- PROBLEM STATEMENT -
Reproduce every row below, replacing "one dot per instance" with "one point per instance" wherever it occurs and leaving everything else unchanged.

- TASK INPUT -
■ ■ ■ ■ ■ ■ ■
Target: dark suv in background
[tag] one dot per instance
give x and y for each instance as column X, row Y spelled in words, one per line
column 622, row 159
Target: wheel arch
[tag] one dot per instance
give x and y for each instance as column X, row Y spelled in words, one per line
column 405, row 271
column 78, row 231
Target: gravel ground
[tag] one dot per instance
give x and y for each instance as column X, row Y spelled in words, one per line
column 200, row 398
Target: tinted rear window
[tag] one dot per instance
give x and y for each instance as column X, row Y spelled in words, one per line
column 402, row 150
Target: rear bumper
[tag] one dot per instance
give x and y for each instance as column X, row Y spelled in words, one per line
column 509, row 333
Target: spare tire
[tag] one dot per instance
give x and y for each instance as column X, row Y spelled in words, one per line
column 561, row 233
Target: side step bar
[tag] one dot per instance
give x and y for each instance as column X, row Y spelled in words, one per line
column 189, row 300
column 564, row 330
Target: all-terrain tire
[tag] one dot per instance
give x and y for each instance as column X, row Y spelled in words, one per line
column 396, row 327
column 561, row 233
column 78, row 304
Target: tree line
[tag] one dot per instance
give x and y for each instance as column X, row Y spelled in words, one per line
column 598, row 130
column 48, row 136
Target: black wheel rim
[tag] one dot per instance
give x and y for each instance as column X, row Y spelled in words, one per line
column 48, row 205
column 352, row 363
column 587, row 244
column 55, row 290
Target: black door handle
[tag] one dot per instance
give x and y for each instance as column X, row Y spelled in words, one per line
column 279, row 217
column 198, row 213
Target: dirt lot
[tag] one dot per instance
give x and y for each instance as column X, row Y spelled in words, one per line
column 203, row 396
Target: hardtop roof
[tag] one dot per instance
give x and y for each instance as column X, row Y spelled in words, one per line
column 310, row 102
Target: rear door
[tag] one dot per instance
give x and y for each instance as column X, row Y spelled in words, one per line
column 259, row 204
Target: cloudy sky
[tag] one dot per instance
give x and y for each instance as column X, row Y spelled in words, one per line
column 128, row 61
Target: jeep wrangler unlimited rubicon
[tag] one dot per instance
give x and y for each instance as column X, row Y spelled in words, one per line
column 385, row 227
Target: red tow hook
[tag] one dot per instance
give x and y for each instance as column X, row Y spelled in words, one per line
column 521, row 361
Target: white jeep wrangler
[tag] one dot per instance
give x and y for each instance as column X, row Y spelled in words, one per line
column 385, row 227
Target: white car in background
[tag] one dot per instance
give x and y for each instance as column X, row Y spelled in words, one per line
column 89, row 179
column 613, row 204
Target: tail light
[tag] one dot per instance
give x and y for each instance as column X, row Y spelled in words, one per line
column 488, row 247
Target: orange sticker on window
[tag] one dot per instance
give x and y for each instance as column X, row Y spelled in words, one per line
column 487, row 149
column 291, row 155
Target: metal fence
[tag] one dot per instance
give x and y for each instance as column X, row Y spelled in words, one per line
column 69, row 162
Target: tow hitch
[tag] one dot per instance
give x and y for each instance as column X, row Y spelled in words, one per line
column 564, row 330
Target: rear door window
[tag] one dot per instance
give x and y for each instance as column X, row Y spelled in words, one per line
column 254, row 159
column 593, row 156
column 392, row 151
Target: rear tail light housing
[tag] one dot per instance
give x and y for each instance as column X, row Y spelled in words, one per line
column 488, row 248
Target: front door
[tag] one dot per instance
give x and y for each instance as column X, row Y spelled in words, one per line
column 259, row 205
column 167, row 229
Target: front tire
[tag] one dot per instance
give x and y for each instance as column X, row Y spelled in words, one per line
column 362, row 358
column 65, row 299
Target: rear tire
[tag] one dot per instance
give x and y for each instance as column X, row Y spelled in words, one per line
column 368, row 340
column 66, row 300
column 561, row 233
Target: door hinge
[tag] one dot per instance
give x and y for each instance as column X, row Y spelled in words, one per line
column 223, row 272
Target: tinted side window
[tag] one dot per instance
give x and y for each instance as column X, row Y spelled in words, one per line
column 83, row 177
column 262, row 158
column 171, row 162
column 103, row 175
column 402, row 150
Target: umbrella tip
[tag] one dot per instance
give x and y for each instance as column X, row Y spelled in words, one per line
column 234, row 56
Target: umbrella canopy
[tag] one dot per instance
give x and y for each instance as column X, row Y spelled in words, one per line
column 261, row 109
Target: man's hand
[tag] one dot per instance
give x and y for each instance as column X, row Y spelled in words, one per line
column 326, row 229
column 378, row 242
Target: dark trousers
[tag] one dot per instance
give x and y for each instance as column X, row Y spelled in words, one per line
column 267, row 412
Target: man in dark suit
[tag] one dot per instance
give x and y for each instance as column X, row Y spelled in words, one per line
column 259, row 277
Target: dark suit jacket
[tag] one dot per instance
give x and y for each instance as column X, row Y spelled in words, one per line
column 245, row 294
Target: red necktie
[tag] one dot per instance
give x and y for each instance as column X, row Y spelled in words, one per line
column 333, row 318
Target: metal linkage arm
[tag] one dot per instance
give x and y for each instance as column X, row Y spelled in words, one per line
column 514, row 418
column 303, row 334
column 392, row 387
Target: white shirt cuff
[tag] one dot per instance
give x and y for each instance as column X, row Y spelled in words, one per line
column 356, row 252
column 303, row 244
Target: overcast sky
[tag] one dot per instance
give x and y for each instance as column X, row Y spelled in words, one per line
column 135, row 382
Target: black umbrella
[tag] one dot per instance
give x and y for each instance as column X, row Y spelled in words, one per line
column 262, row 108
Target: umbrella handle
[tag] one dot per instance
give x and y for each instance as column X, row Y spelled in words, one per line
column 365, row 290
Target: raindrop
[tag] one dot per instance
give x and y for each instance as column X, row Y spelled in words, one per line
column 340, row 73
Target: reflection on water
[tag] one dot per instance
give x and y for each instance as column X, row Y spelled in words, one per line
■ ■ ■ ■ ■ ■ ■
- EXPECTED ANSWER -
Target: dark suv in background
[tag] one point per instance
give x and y for each instance as column X, row Y spelled in words, one per line
column 622, row 159
Target: wheel arch
[tag] one point per instance
give x and y for each instance as column X, row Y spelled in words, one per line
column 405, row 271
column 78, row 231
Target: gravel ground
[tag] one point per instance
give x and y for each instance as column X, row Y spelled in words, one per line
column 200, row 398
Target: tinted rear window
[tag] one point per instance
give x and y for each instance as column X, row Y spelled in words, one per line
column 402, row 150
Target: rear bumper
[tag] one point per instance
give x and y for each instance as column X, row Y spelled in words, one per line
column 509, row 333
Target: spare tire
[tag] one point per instance
give x and y for each instance as column X, row Y spelled in words, one per line
column 561, row 233
Target: side step bar
[tag] one point per instance
give x and y for each instance as column X, row Y spelled in words, one per line
column 189, row 300
column 564, row 330
Target: all-terrain tire
[tag] one point per instance
give x and y for each instance as column X, row Y spelled in words, one per line
column 396, row 327
column 561, row 233
column 78, row 304
Target: tree line
[tag] one point per instance
give x and y for each instance as column X, row Y spelled in words, one per line
column 598, row 130
column 48, row 136
Target: black wheel rim
[tag] one point per instance
give x and y for each instance as column X, row Y spelled in words, one per line
column 48, row 205
column 352, row 363
column 587, row 244
column 55, row 290
Target: black door handle
[tag] one point per instance
give x and y for each instance as column X, row Y spelled in words, one per line
column 279, row 217
column 198, row 213
Target: dirt lot
[tag] one point per instance
give x and y for each instance as column X, row Y spelled in words, one per line
column 203, row 396
Target: hardtop roof
[tag] one point per instance
give x and y for each instance as column X, row Y spelled in words, one per line
column 310, row 102
Target: rear door
[tag] one point per instance
give x and y for each instance as column X, row Y spelled in words, one per line
column 259, row 204
Target: cloudy sky
[tag] one point per instance
give x and y for each instance as column X, row Y spelled in words, one per line
column 128, row 61
Target: jeep wrangler unlimited rubicon
[tag] one point per instance
give x and y for each instance as column X, row Y spelled in words, one per line
column 385, row 227
Target: red tow hook
[tag] one point per instance
give x and y for each instance as column X, row Y spelled in words, one per line
column 521, row 361
Target: white jeep wrangler
[tag] one point per instance
give x and y for each instance as column X, row Y spelled in words, one per line
column 385, row 227
Target: white car in background
[tag] one point per instance
give x and y for each instance as column X, row Y spelled in words, one per line
column 89, row 179
column 613, row 204
Target: tail light
[tag] one point per instance
give x and y for each instance as column X, row Y spelled in words, one per line
column 488, row 247
Target: orange sticker on window
[tag] one point per instance
give x and y for each instance as column X, row Y spelled in words, one per line
column 487, row 149
column 291, row 155
Target: metal fence
[tag] one point per instance
give x and y for each instance as column X, row Y spelled in words, one per line
column 69, row 162
Target: tow hitch
[tag] one point per instance
give x and y for each instance as column X, row Y spelled in words, one per line
column 564, row 330
Target: rear door window
[tag] one point per instance
give x and y for each instance as column X, row Y spelled in words, one per line
column 254, row 159
column 593, row 156
column 392, row 151
Target: rear tail light housing
[tag] one point per instance
give x and y for each instance as column X, row Y spelled in words, one per line
column 488, row 248
Target: front door
[tag] one point per instance
give x and y for each instance as column X, row Y spelled in words, one per line
column 259, row 205
column 167, row 229
Target: front tire
[tag] one point per instance
give x and y for each instance as column X, row Y spelled in words, one per line
column 362, row 358
column 65, row 299
Target: rear tire
[tag] one point per instance
give x and y for each instance as column X, row Y spelled in words, one per line
column 368, row 340
column 66, row 300
column 561, row 233
Target: door hinge
[tag] one point per instance
give x and y for each instance as column X, row Y spelled in words, one per line
column 223, row 272
Target: tinted side window
[tag] one point per instance
give x and y for each instance as column X, row Y spelled in words, one per line
column 83, row 177
column 262, row 158
column 171, row 162
column 103, row 175
column 402, row 150
Target: umbrella tip
[tag] one point per instance
give x and y for each instance as column X, row Y spelled in words, one per line
column 234, row 56
Target: umbrella canopy
[tag] one point per instance
give x and y for each instance as column X, row Y spelled in words, one per line
column 261, row 109
Target: man's hand
[tag] one point per instance
give x and y for each instance as column X, row Y spelled in words, one per line
column 326, row 229
column 378, row 242
Target: dark trousers
[tag] one point per instance
give x and y for each instance as column X, row Y spelled in words, one per line
column 267, row 412
Target: man in dark suit
[tag] one point per instance
give x and y for each instance as column X, row Y spelled in words, one per line
column 259, row 277
Target: dark suit jacket
[tag] one point per instance
give x and y for each instance as column X, row Y spelled in words, one per line
column 245, row 294
Target: red necktie
[tag] one point per instance
give x and y for each instance as column X, row Y spelled in words, one per line
column 333, row 318
Target: metal linkage arm
[tag] one point per instance
give x and y for each instance as column X, row Y spelled in words, one per line
column 514, row 418
column 303, row 334
column 392, row 387
Target: white shirt cuff
[tag] one point per instance
give x and y for each instance as column X, row Y spelled in words, one per line
column 356, row 252
column 303, row 244
Target: overcast sky
[tag] one point per instance
give x and y for each instance as column X, row Y spelled in words, one per line
column 135, row 382
Target: black umbrella
[tag] one point per instance
give x and y for each instance as column X, row Y spelled in words, one per line
column 262, row 108
Target: umbrella handle
[tag] one point per instance
give x and y for each instance as column X, row Y spelled in words, one per line
column 365, row 290
Target: raindrop
[tag] one point per instance
give x and y for each instance as column X, row Y spelled in words, one per line
column 340, row 73
Target: reflection on water
[tag] one point per instance
give x and y for each instance as column X, row Y spelled in words, one per line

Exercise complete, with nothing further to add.